■ EXERCISE SET:
1) List every film title named in the film review of And So It Begins.
2) Answer these from the film review of And So It Begins:
(a) What is the film's running time?
(b) How many years of Duterte's war on drugs campaign does the review say residents endured?
(c) What did Robredo say she felt she had unknowingly joined when she was elected?
3) Continue the film review of And So It Begins from its last sentence.

----- READING PASSAGE -----

And So It Begins
(USA, Philippines, 113 min.)
Dir. Ramona S. Diaz
Program: Premieres (World Premiere)
The fragile ice that the house of democracy built itself on is cracking and filmmaker Ramona S. Diaz is sounding the alarm. In her latest film And So It Begins, Diaz (A Thousand Cuts) uses the 2022 Presidential elections in the Philippines to highlight the ways in which misinformation has altered the political and media landscape globally.
As documentaries such as While We Watched and The Social Dilemma have shown, the systematic erosion of truth and legitimate news sources has opened the door for authoritarian governments to gain power under the guise of nationalism. The residents of the Philippines know firsthand the horrors that come with living under an autocratic system. After enduring six years of President Rodrigo Duterte’s war on drugs campaign, in which thousands were either killed or went missing, Diaz’s film shows a glimmer of light that is finally starting to show at the end of the dark tunnel.
With Duterte’s term coming to an end, many people who appear in And So It Begins look towards Presidential candidate Leni Robredo, his former Vice President, as Filipino elections vote for the President and Vice President on separate ballots with hope to bring change the country desperately needs.
Robredo’s path to the presidency is not without its challenges though. Opening the film with clips of Duterte calling her term as VP as a “colossal blunder” and claiming she did nothing in office alongside archival footage of his comments about Robredo’s beauty and short skirts, Diaz immediately establishes the toxic climate the candidate already had to endure for five and half years. Robredo herself remarks at a campaign stop that she felt like she had unknowingly “joined a fraternity” upon being elected to office.

----- DATASET RECORDS -----

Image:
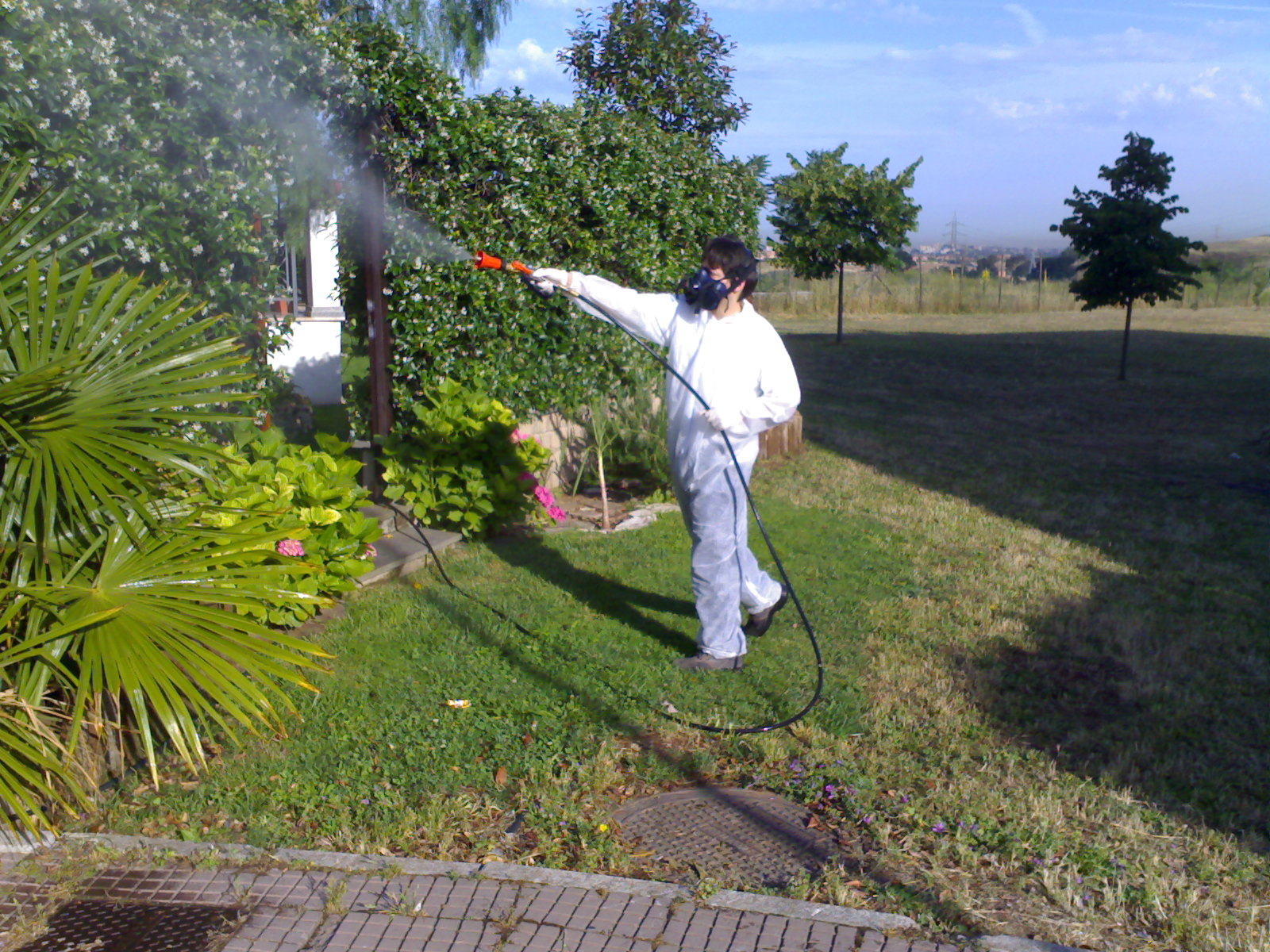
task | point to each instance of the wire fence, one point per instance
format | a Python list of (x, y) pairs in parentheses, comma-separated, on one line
[(943, 292)]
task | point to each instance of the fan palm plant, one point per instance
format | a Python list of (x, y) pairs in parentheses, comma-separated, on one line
[(112, 601)]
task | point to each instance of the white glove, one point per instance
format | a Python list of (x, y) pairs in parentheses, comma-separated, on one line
[(723, 419), (545, 281)]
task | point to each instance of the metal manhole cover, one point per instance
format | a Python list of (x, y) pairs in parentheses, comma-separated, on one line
[(133, 927), (737, 835)]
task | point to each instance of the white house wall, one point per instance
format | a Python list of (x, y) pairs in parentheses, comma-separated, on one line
[(313, 353)]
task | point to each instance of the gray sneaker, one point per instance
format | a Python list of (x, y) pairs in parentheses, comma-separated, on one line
[(760, 622), (709, 663)]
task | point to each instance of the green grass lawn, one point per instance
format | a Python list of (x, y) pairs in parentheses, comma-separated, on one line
[(1045, 612)]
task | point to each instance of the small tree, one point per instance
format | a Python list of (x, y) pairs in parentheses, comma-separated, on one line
[(829, 213), (658, 59), (1122, 236)]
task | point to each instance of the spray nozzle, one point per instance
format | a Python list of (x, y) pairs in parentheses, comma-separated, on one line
[(487, 260)]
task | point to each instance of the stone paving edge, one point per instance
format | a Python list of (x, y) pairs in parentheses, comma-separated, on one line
[(406, 866), (724, 899)]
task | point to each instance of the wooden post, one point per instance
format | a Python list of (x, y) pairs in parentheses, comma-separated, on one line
[(840, 302), (379, 340), (918, 285)]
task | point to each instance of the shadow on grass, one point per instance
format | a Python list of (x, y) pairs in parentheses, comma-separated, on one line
[(605, 596), (473, 616), (1159, 681)]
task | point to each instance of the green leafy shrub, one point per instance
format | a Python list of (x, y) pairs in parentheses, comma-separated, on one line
[(463, 463), (549, 184), (310, 497), (111, 634)]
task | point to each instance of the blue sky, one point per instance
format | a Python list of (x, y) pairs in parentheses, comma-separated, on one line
[(1009, 105)]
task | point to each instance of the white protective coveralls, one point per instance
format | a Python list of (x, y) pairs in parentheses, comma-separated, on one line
[(740, 366)]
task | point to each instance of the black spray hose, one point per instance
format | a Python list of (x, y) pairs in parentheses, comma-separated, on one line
[(759, 520), (762, 530)]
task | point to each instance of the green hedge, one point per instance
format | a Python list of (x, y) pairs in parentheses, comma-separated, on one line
[(546, 184)]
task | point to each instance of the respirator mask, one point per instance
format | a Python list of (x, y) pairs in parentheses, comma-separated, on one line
[(704, 292)]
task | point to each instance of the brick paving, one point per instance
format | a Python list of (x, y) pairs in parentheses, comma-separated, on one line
[(351, 911)]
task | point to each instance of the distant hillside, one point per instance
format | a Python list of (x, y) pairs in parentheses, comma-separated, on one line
[(1255, 251)]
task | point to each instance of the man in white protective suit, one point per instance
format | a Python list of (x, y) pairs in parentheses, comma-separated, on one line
[(738, 363)]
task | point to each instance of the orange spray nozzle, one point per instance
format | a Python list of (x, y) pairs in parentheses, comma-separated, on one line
[(487, 260)]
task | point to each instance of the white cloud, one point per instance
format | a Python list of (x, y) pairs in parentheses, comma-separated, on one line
[(527, 63), (1019, 109), (1032, 27), (1203, 86), (533, 54)]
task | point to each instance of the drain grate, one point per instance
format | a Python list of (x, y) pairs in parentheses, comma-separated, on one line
[(133, 927), (736, 835)]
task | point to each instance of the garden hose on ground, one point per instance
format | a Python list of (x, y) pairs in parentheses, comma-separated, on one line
[(484, 260)]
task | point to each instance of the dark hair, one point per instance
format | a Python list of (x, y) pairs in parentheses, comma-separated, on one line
[(729, 253)]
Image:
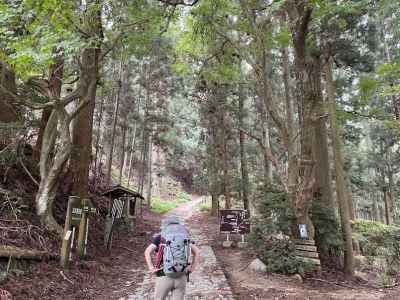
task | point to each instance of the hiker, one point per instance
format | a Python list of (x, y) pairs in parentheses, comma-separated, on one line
[(174, 249)]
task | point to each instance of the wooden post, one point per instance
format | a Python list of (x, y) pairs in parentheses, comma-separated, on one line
[(67, 235), (83, 228)]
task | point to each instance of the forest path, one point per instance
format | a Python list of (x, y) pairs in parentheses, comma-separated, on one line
[(208, 281)]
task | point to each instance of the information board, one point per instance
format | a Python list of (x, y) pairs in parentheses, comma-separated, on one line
[(234, 221)]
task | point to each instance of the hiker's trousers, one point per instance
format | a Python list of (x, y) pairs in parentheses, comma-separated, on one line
[(165, 284)]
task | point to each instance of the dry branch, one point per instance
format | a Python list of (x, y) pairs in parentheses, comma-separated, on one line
[(19, 253)]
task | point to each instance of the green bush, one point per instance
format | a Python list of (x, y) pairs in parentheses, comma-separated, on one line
[(183, 197), (205, 206), (161, 207), (379, 240), (278, 253), (276, 250)]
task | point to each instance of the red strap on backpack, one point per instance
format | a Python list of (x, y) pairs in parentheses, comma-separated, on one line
[(160, 253)]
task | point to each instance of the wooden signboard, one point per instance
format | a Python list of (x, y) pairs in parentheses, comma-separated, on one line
[(76, 214), (234, 221), (307, 251)]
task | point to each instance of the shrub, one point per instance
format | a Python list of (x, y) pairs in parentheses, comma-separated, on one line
[(276, 250), (278, 253), (378, 240), (161, 206), (205, 206), (183, 197)]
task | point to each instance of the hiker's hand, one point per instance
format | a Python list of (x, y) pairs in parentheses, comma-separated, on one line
[(154, 270), (191, 269)]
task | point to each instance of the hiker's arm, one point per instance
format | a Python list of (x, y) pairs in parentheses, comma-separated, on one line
[(196, 257), (147, 256)]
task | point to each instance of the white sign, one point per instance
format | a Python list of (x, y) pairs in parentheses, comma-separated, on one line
[(303, 231)]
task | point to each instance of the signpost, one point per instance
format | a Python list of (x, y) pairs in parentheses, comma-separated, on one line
[(123, 209), (234, 221), (77, 216)]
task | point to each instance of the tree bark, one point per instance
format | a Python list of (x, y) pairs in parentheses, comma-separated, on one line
[(55, 74), (149, 170), (243, 160), (96, 156), (124, 129), (114, 127), (340, 176), (7, 80), (81, 157), (132, 155)]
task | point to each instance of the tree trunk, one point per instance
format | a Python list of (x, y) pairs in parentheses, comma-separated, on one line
[(96, 156), (7, 81), (243, 159), (114, 127), (124, 129), (81, 156), (149, 170), (55, 74), (292, 166), (223, 144), (51, 167), (132, 155), (340, 176)]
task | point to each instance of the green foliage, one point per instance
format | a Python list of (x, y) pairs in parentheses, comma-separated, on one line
[(378, 239), (183, 197), (278, 253), (327, 229), (161, 206), (205, 206), (275, 215)]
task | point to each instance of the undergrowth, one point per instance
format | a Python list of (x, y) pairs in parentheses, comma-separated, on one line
[(162, 206)]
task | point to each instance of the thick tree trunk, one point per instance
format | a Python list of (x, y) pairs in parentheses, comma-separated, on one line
[(43, 122), (55, 74), (83, 126), (121, 169), (81, 157), (96, 156), (243, 159), (132, 155), (51, 168), (149, 170), (7, 81), (292, 149), (114, 127), (340, 176)]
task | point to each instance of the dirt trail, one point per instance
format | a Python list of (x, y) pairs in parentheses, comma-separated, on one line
[(248, 285), (208, 281)]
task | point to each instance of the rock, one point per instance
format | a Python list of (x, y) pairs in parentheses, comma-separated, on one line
[(297, 278), (360, 261), (360, 276), (227, 244), (258, 266)]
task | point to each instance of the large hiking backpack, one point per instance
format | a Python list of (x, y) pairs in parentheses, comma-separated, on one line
[(176, 250)]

-----

■ ANSWER SET:
1)
And So It Begins
A Thousand Cuts
While We Watched
The Social Dilemma

2)
(a) 113 minutes
(b) Six years
(c) A fraternity

3)
While dodging Duterte’s blatantly sexist jabs has become par for the course for Robredo, her campaign experiences some powerful blows when a new candidate, Ferdinand “Bongbong” Marcos, enters the ring. The son of former President and dictator Ferdinand Marcos, whose regime spanned two decades and was marked by brutal murders, rapes, and abduction, the younger Marcos brings with him a legacy of corruption and brutality that he displays no interest in answering for.
Refusing to speak to most news outlets and opting to travel with his own personal vloggers, Marcos brushes aside questions of shady deals that his siblings seem to be benefitting from financially. As Diaz’s film notes, the Marcos family has spent decades systematically rewriting history since being forced into exile by the People Power Revolution in the mid-1980s. Whether it is through the museum they established or the social media team working on their behalf, the family who was once seen as villains by some have rebranded themselves as the hero of the story to others.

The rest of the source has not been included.